Stored entries:
Content starts

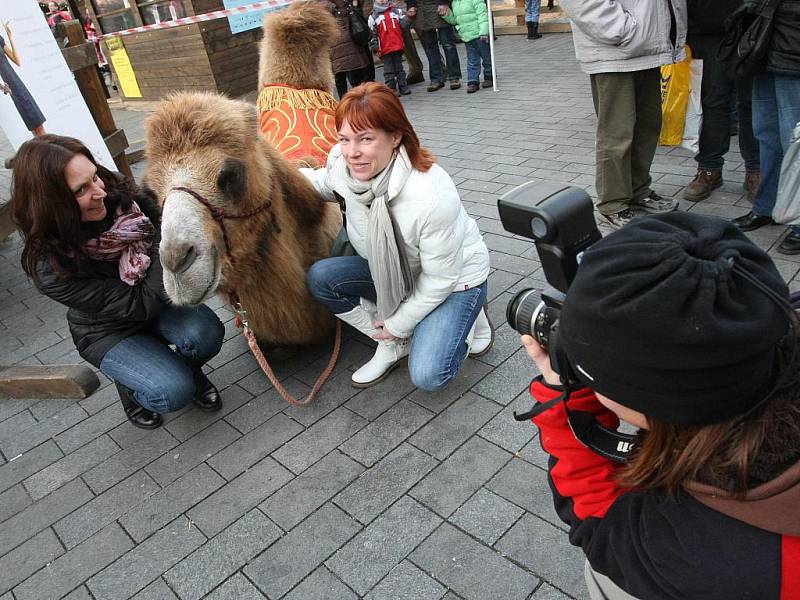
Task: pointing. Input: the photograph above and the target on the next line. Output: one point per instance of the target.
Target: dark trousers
(628, 109)
(716, 93)
(411, 54)
(430, 41)
(393, 73)
(355, 78)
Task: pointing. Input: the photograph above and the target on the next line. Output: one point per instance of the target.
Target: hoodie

Content ends

Your answer should be every line above, written out exactly, with no pictures.

_Answer box_
Task: pointing. Input: the photograph above and the target on the next line. Output: one point per instance of the target.
Target: dark trousers
(628, 109)
(716, 93)
(411, 54)
(430, 41)
(393, 73)
(355, 78)
Task: pointing. Input: the photograph above and the target on the next line. Output: one point per instance of the target.
Target: hoodie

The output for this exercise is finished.